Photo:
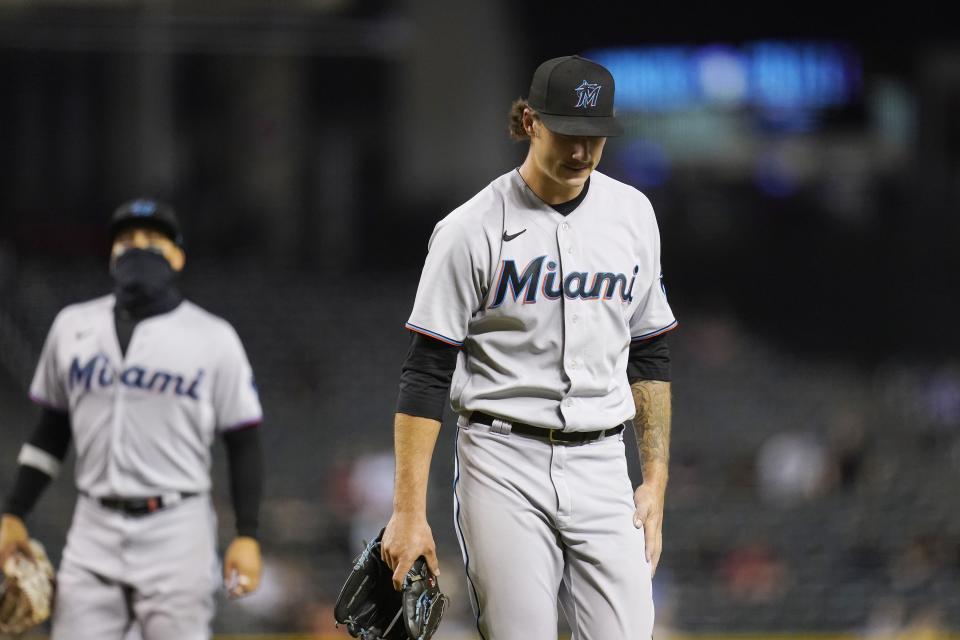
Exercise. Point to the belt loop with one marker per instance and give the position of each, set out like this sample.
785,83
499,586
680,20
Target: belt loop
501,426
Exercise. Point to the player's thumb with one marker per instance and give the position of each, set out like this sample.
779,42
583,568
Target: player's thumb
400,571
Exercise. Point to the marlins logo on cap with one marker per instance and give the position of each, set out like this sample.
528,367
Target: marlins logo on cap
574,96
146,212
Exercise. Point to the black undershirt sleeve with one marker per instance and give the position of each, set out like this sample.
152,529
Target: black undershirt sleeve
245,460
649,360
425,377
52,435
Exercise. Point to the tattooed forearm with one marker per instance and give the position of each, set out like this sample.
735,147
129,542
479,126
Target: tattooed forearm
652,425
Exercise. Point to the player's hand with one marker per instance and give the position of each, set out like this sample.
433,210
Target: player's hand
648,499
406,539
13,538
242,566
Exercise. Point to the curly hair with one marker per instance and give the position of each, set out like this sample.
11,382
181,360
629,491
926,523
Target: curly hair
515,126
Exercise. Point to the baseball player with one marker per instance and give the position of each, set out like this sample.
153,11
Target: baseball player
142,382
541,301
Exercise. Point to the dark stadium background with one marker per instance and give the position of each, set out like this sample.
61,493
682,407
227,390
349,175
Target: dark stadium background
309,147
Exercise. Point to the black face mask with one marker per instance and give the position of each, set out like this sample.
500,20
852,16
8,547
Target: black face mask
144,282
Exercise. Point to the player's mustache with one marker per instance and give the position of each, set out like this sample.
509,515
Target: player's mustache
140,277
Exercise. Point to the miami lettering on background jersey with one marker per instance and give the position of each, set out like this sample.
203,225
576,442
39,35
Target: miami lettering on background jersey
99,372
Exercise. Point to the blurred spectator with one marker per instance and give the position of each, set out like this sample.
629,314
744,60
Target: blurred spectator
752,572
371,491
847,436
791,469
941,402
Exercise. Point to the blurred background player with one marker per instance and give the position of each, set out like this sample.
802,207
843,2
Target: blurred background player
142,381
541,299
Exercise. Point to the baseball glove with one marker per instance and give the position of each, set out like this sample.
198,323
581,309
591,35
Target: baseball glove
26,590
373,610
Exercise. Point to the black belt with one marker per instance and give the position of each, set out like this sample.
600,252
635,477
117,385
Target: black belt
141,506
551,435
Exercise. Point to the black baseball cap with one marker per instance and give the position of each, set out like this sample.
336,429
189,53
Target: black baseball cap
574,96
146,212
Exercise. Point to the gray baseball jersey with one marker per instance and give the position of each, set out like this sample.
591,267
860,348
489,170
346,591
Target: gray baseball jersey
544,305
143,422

-------------------------

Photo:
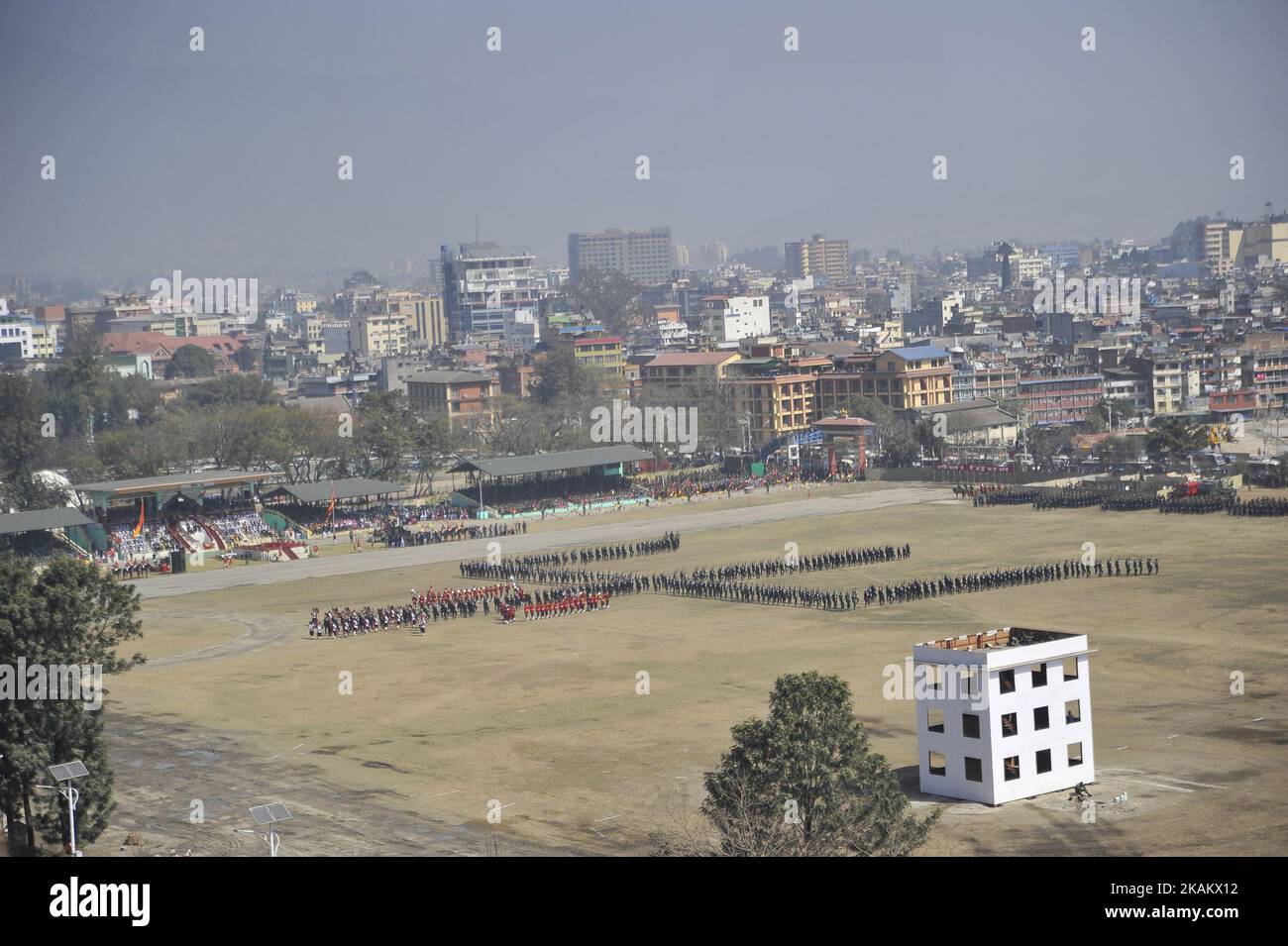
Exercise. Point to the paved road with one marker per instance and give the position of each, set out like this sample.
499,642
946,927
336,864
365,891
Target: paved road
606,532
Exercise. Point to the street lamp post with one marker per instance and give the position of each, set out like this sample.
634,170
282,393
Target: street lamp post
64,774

-------------------------

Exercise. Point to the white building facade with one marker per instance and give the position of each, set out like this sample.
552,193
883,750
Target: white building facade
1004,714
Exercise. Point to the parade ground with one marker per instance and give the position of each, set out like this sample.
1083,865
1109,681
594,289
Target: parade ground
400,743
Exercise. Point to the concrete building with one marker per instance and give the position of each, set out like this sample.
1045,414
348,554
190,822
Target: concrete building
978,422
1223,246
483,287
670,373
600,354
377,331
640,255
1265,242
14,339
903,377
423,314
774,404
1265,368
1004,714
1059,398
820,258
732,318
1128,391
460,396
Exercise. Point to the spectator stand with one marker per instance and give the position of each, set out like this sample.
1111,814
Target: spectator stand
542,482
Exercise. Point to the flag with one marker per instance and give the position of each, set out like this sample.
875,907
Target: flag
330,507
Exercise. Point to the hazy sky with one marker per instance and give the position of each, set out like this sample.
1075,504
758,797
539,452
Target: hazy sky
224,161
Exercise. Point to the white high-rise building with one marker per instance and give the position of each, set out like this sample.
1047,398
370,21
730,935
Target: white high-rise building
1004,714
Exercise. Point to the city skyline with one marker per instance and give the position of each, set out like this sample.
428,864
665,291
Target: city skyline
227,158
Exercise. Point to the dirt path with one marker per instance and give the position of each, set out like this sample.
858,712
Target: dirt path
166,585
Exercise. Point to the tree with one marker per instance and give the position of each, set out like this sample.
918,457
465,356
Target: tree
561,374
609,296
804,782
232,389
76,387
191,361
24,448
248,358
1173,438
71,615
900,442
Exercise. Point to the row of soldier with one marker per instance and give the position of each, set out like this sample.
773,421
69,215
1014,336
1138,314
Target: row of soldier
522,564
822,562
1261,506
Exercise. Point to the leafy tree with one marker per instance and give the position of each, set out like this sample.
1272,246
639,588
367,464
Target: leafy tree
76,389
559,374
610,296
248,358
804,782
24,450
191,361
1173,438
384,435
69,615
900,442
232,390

-------------------------

**Task**
Report each line of the data above that contains the word "stadium". Matching is case-sensitive.

**Solved exercise**
Exercise. Point to the dark stadium background with one marker per instance and give the position of each, set out like this sample.
Target: dark stadium background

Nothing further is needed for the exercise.